» **Extracto proporcionado**
Incidentalmente, y a la luz de las elecciones estadunidenses
de 2000, el PNAC publicó un reporte de más de 200 páginas
en el que se pedía adoptar una estrategia de seguridad nacional
mucho más fuerte (y mucho más costosa), cuya agenda incluía
entre sus puntos "un cambio de régimen" en Irak. O sea que ya basta
de pensar que esta idea se le ocurrió al equipo político
de Bush a la luz de un nuevo sentido de vulnerabilidad surgido de los ataques
terroristas del 11-S.
Si todo el debate sobre el imperio de Estados Unidos fue
un simple capricho pasajero que casualmente llamó la atención
de algunos editores y escritores, podemos dejarlo de lado y proseguir con
nuestras vidas. Pero si la provocativa estrategia de "guerra sin fin" planteada
por la administración Bush en el contexto de la Seguridad Nacional
se lleva a cabo conforme a todo lo planeado, puede representar la principal
y más grande amenaza a la estabilidad, la democracia y la paz en
el nuevo siglo.
Esto no quiere decir que Estados Unidos deba quedarse
sentado sin hacer nada ante los abusos a los derechos humanos, los ataques
terroristas o la proliferación de armas nucleares. Quiere decir
que el poderío estadunidense debe aplicarse con mucha más
inteligencia y espíritu de cooperación, de manera que se
refuercen los tratados internacionales, como el de No Proliferación
Nuclear, en lugar de socavarlos; se incrementen las facultades de Naciones
Unidas para prevenir y contener los conflictos, y hacer contribuciones
positivas al combate de las amenazas a la humanidad, desde el terrorismo
hasta el sida, el analfabetismo y la desnutrición.

» **Datos proporcionados**
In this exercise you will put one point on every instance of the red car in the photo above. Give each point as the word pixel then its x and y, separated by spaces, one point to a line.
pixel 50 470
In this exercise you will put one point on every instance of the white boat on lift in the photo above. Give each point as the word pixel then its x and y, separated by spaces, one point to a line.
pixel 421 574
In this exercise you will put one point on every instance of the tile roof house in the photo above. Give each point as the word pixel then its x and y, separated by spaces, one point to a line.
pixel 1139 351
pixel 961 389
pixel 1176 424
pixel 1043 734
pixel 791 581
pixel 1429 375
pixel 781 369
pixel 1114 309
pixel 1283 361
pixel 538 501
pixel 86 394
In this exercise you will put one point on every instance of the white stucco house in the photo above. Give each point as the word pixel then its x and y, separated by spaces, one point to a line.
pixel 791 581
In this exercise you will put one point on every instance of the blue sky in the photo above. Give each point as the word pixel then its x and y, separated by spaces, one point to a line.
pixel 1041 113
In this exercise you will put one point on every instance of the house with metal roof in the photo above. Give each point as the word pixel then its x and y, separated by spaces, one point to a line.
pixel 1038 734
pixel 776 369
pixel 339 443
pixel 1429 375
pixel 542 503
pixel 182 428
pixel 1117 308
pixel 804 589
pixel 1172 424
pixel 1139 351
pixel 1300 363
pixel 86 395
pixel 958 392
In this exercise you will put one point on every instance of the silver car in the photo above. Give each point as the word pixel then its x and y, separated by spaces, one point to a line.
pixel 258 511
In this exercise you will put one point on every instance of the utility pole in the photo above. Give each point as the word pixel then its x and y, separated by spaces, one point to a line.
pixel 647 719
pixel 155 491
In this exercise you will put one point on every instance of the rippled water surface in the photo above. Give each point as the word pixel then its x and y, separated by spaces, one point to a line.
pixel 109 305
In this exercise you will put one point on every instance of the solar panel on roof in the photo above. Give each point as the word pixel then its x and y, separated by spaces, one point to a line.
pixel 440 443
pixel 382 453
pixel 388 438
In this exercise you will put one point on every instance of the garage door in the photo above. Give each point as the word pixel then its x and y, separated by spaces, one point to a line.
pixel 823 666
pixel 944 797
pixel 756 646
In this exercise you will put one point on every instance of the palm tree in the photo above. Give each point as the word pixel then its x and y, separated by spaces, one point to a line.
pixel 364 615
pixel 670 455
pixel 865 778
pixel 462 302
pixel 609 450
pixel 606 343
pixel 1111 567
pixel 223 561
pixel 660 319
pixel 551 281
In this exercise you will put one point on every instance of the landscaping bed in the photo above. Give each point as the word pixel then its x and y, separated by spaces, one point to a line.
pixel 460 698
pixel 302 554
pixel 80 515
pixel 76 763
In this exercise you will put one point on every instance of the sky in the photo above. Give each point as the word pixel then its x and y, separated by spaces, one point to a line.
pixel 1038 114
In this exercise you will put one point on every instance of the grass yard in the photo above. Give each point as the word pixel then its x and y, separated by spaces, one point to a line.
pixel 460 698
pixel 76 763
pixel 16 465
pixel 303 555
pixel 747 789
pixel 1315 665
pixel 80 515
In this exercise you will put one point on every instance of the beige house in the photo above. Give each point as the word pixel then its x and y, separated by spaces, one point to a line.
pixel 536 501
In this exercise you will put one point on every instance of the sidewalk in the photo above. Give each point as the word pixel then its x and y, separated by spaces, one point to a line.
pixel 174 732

» **Enunciado**
¿Qué amenazas a la humanidad cita el extracto como ejemplos a cuyo combate se debería contribuir? Los registros no hacen falta aquí.

» **Respuesta**
El terrorismo, el sida, el analfabetismo y la desnutrición.